In the records below, find the line holding "Thank you for the photo. Please point out the grassy"; copy it and every line after it to the end, omitting all images.
------------------------------------------------------------------------
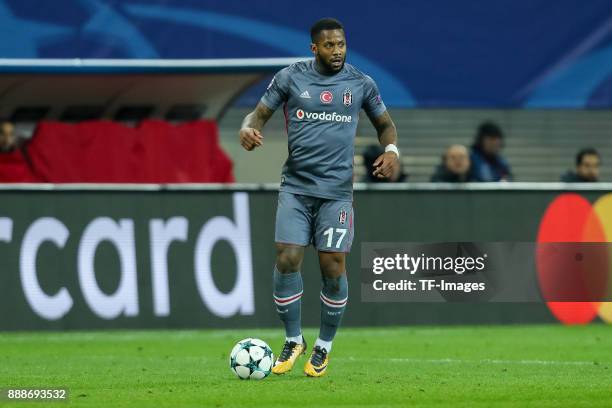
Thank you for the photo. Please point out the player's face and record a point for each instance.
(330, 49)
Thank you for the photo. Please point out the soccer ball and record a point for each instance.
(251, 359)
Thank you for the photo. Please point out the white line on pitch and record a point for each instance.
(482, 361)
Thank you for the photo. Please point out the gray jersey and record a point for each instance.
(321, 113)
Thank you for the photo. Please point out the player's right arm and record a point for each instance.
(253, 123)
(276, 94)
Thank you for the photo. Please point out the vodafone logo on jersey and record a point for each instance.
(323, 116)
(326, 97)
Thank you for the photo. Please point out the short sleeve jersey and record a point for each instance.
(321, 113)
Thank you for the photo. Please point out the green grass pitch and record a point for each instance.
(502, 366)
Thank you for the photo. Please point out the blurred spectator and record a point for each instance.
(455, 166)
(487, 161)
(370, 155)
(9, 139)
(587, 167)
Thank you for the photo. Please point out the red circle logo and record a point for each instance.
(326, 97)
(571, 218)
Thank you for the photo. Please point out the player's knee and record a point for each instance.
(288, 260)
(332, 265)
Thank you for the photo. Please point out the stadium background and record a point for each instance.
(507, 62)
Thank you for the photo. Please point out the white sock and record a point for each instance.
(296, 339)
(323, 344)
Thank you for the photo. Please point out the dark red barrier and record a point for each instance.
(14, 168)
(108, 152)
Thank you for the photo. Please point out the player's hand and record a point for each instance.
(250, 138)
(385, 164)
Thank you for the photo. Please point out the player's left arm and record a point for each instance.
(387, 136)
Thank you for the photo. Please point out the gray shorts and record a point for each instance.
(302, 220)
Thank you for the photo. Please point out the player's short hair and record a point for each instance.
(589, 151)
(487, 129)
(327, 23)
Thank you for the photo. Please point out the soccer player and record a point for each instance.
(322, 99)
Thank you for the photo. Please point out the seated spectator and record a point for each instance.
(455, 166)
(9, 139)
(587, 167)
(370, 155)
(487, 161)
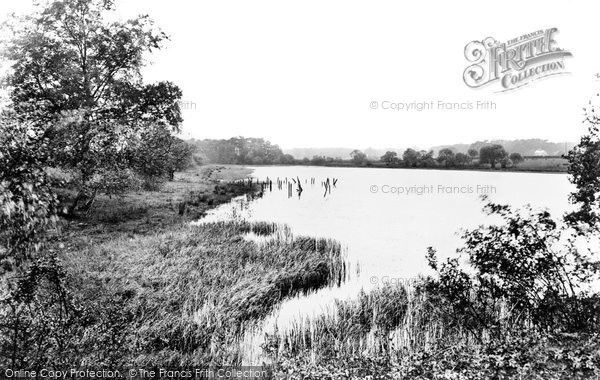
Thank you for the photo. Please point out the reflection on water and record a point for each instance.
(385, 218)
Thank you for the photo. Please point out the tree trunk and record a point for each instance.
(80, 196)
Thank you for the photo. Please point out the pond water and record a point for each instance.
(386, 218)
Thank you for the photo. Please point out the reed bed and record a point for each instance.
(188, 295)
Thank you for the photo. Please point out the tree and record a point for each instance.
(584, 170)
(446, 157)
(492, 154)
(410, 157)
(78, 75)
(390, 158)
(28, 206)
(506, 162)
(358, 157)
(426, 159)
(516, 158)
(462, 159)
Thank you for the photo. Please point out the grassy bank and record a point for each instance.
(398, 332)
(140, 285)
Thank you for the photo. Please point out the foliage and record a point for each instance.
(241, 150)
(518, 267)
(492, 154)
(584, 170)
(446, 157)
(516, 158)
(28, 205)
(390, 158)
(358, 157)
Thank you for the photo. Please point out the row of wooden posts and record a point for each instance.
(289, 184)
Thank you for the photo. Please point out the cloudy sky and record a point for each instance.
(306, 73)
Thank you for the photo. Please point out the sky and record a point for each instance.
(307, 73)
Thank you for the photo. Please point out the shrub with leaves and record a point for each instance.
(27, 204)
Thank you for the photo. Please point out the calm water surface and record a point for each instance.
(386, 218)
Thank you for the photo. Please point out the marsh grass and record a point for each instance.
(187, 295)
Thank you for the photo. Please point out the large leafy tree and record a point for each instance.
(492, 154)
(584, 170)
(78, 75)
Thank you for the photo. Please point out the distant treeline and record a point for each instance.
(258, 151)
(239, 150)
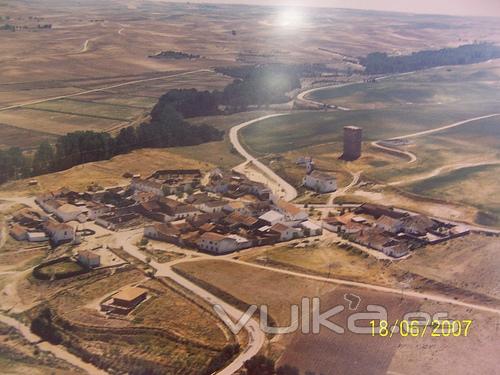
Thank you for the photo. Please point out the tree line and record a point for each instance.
------------------------------------------------------------------------
__Solution for this task__
Thank you for the photo. Please point out the grassy bank and record a point for each instance.
(398, 332)
(140, 285)
Thank you for the photo. Please point out the foliage and record a point for each instance.
(241, 150)
(518, 267)
(492, 154)
(584, 170)
(446, 157)
(516, 158)
(28, 205)
(390, 158)
(358, 157)
Thank you for the photo. Please point out the row of wooden posts and record a point for each instance.
(289, 184)
Thank you for the photo. Please point out the cloudy sky and record a point for each instance.
(306, 73)
Thank you for the photo. Please point out the sky and record a point for each instance.
(307, 73)
Thank you for the photo. Please point out the shrub with leaves and record a point for each instance.
(27, 204)
Thank you for the photo. Please point out the calm water surface and record a point for each instance.
(386, 218)
Thank you for the photo. Please point out the marsh grass and record a point for each instance.
(187, 295)
Thank you for the photo. Please point out the large leafy tree and record a point for each instance.
(492, 154)
(584, 170)
(78, 75)
Thank you for the photo. Please point out the distant treeline and record a point for each instance.
(258, 151)
(239, 150)
Thank you for the photo. Please point out the tree line and record a point for each instance.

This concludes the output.